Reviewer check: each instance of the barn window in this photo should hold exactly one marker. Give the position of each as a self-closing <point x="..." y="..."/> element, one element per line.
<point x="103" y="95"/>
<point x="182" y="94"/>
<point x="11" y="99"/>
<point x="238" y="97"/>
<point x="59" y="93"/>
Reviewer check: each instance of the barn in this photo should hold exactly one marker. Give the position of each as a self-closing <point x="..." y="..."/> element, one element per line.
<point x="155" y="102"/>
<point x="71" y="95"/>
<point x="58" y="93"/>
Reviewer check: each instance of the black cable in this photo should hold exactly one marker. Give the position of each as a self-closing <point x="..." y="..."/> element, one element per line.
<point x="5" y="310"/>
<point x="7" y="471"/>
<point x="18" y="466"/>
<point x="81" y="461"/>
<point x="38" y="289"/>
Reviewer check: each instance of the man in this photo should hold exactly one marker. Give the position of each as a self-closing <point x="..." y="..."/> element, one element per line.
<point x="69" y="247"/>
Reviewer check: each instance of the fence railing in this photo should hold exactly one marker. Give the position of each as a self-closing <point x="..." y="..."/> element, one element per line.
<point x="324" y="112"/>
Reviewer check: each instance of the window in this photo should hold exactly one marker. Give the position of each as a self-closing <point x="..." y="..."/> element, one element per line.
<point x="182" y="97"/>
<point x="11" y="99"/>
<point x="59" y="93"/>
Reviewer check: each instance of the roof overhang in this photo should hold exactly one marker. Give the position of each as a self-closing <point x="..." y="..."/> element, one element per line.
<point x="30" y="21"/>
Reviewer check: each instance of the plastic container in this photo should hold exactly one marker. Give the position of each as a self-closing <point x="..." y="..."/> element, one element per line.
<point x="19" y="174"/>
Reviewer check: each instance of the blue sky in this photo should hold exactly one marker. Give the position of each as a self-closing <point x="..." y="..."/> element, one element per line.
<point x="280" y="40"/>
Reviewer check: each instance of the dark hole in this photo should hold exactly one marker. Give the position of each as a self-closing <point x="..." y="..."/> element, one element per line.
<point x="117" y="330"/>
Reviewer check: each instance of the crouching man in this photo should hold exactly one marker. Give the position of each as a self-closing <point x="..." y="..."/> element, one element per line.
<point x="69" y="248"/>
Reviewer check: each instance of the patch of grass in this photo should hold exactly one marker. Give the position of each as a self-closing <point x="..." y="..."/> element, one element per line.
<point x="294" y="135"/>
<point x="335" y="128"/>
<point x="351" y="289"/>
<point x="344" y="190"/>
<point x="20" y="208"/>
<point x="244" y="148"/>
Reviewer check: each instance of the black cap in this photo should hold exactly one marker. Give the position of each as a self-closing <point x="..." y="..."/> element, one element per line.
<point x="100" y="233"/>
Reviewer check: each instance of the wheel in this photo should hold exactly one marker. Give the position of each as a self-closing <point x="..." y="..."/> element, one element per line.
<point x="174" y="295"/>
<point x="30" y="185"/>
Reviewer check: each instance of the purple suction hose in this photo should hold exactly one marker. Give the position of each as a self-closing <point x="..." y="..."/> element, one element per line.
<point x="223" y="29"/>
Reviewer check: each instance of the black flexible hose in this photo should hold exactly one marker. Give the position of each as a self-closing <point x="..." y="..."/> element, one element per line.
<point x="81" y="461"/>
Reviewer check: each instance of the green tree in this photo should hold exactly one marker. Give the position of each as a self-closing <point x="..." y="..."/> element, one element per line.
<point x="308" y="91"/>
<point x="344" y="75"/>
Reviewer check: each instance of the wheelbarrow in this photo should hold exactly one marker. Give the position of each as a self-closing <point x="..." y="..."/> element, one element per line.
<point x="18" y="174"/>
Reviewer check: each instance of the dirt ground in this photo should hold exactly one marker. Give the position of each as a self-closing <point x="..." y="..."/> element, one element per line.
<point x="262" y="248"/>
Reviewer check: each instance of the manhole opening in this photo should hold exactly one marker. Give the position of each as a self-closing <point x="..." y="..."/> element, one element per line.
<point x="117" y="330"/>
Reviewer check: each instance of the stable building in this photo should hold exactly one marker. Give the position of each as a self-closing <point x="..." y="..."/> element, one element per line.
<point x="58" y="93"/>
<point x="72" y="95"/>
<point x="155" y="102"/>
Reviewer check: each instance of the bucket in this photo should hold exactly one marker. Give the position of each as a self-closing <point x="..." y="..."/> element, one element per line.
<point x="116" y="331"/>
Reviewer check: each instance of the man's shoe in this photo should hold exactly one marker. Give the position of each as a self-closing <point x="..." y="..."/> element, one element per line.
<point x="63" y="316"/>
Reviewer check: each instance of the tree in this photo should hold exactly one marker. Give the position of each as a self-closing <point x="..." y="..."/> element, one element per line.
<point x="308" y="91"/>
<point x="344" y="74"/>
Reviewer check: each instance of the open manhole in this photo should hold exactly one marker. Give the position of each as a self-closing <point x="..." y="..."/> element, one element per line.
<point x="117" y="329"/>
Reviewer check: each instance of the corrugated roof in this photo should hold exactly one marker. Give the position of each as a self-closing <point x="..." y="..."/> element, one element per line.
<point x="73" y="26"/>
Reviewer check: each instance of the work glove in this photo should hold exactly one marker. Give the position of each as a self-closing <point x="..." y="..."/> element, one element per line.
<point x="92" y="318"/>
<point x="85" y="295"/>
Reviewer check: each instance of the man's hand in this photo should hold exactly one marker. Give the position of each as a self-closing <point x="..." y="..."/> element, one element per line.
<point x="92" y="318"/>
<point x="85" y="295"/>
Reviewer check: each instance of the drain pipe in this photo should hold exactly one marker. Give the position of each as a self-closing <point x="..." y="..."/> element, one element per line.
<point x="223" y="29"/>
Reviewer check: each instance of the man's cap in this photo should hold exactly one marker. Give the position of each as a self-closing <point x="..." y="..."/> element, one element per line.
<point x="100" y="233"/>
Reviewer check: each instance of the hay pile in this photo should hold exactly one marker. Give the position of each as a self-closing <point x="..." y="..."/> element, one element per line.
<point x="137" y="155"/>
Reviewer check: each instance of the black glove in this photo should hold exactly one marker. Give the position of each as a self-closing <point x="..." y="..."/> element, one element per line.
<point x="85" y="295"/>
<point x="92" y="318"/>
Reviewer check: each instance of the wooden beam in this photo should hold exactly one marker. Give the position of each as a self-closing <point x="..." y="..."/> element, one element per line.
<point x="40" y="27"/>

————

> Work to be completed: Retype the entries one by one, exactly.

> Solution to this problem:
Reviewer check: each instance of the barn window in this photo should hold exactly one marker. Give the position of each as a self-closing <point x="..." y="..."/> element, one element per line.
<point x="103" y="95"/>
<point x="182" y="94"/>
<point x="11" y="99"/>
<point x="238" y="97"/>
<point x="59" y="93"/>
Reviewer check: each instance of the barn in this photo should hold exactly one marker. Give the position of each as a self-closing <point x="..." y="..."/> element, one element per line.
<point x="155" y="102"/>
<point x="71" y="95"/>
<point x="58" y="93"/>
Reviewer check: each instance of the black cable in this photo should hold exactly one marker. Give the position of each as a self-closing <point x="..." y="..."/> element, one element per line.
<point x="5" y="310"/>
<point x="7" y="471"/>
<point x="18" y="466"/>
<point x="81" y="461"/>
<point x="38" y="289"/>
Reviewer check: each instance of the man in this photo should hold exactly one marker. Give the position of each as a self-closing <point x="..." y="..."/> element, one element per line.
<point x="69" y="247"/>
Reviewer check: each instance of the fence railing in this photo should hold exactly one marker. Give the position of each as a self-closing <point x="..." y="..."/> element, one element per line.
<point x="324" y="112"/>
Reviewer check: each instance of the window in this photo should hold exactly one marker. Give the position of each as a self-closing <point x="..." y="..."/> element, one element per line.
<point x="182" y="97"/>
<point x="11" y="99"/>
<point x="59" y="93"/>
Reviewer check: each instance of the roof overhang in this photo should hold exactly one marker. Give the position of each as a self-closing <point x="..." y="..."/> element, one element per line.
<point x="30" y="21"/>
Reviewer check: each instance of the plastic container in this photo should hold exactly one marker. Give the position of each as a self-closing <point x="..." y="..."/> element, one element per line.
<point x="19" y="174"/>
Reviewer check: each instance of the blue sky in this photo should hold exactly one marker. Give the position of each as a self-closing <point x="..." y="..."/> element, one element per line.
<point x="280" y="40"/>
Reviewer check: each instance of the dark hole in this photo should hold exactly one marker. Give the position of each as a self-closing <point x="..." y="..."/> element, one element per line.
<point x="117" y="330"/>
Reviewer check: each instance of the crouching man in this photo should hold exactly one marker. Give the position of each as a self-closing <point x="..." y="..."/> element, one element per line.
<point x="69" y="248"/>
Reviewer check: each instance of the patch of grass in this photo should hold exactly one marker. Give the position of each as a self-closing <point x="..." y="..."/> element, one element per line.
<point x="294" y="135"/>
<point x="335" y="128"/>
<point x="351" y="289"/>
<point x="344" y="190"/>
<point x="20" y="208"/>
<point x="244" y="148"/>
Reviewer check: each instance of the black cap in this photo should hold exactly one marker. Give the position of each as a self-closing <point x="..." y="..."/> element, one element per line.
<point x="100" y="233"/>
Reviewer check: each instance of the wheel in this photo should hold exactly one marker. Give the position of each as a self-closing <point x="..." y="..."/> element, one element per line.
<point x="174" y="295"/>
<point x="30" y="185"/>
Reviewer check: each instance of the purple suction hose in this photo should hold exactly one marker. Give the position of each as a self-closing <point x="..." y="..."/> element, one element per line.
<point x="223" y="29"/>
Reviewer check: each instance of the black flexible hose in this photo should hold exactly one marker. Give the position of each as a self-closing <point x="..." y="..."/> element, one element per line.
<point x="81" y="461"/>
Reviewer check: each instance of the green tree in this photo should hold exactly one marker. Give the position of each as a self-closing <point x="..." y="..."/> element, one element per line.
<point x="308" y="91"/>
<point x="344" y="75"/>
Reviewer check: each instance of the wheelbarrow in this photo should hold exactly one marker. Give the position of each as a self-closing <point x="..." y="..."/> element, one element per line.
<point x="18" y="174"/>
Reviewer check: each instance of the dirt ground in this photo should hold exactly one marker. Give the position of each as a self-closing <point x="..." y="..."/> element, one element per line.
<point x="262" y="248"/>
Reviewer check: each instance of the manhole opening in this photo should hold exactly one marker. Give the position of each as a self-closing <point x="..." y="..."/> element, one element per line.
<point x="117" y="330"/>
Reviewer check: each instance of the stable building in this photo should hold exactly one marker. Give the position of each as a self-closing <point x="..." y="..."/> element, one element per line.
<point x="58" y="93"/>
<point x="72" y="95"/>
<point x="155" y="102"/>
Reviewer check: each instance of the bucket in this photo should hold exactly one marker. Give the position of each as a self-closing <point x="..." y="..."/> element, one element per line.
<point x="116" y="331"/>
Reviewer check: each instance of the man's shoe in this photo should hold exactly one marker. Give the position of each as a self-closing <point x="..." y="..."/> element, one element per line.
<point x="63" y="316"/>
Reviewer check: each instance of the tree in this photo should hold exactly one marker. Give the position of each as a self-closing <point x="..." y="..."/> element, one element per line.
<point x="308" y="91"/>
<point x="344" y="74"/>
Reviewer check: each instance of the open manhole in this photo should hold exactly one marker. Give the position of each as a self-closing <point x="..." y="..."/> element, one element per line.
<point x="117" y="329"/>
Reviewer check: each instance of the corrugated roof in this photo should hold exactly one marker. Give the position of each as a self-closing <point x="..." y="..."/> element, one element per line.
<point x="73" y="26"/>
Reviewer check: each instance of the work glove in this photo should hold exactly one marker. Give the position of each as a self-closing <point x="..." y="..."/> element, one element per line.
<point x="92" y="318"/>
<point x="85" y="295"/>
Reviewer check: each instance of the man's hand in this photo should hold exactly one marker. Give the position of each as a self-closing <point x="..." y="..."/> element, one element per line.
<point x="92" y="318"/>
<point x="85" y="295"/>
Reviewer check: each instance of the drain pipe in this photo should hold exactly one marker. Give the position of each as a self-closing <point x="..." y="..."/> element, one element per line.
<point x="223" y="29"/>
Reviewer check: each instance of the man's cap in this photo should hold exactly one marker. Give the position of each as a self-closing <point x="..." y="..."/> element, one element per line.
<point x="100" y="233"/>
Reviewer check: each instance of the hay pile in this photo should hold exactly one marker. Give the position of each as a self-closing <point x="..." y="..."/> element, one element per line.
<point x="137" y="155"/>
Reviewer check: each instance of the black glove in this photo should hold exactly one marker. Give the position of each as a self-closing <point x="..." y="..."/> element, one element per line.
<point x="85" y="295"/>
<point x="92" y="318"/>
Reviewer check: each instance of the wooden beam in this photo should hold exactly one marker. Give the position of each as a self-closing <point x="..." y="..."/> element, one element per line.
<point x="40" y="27"/>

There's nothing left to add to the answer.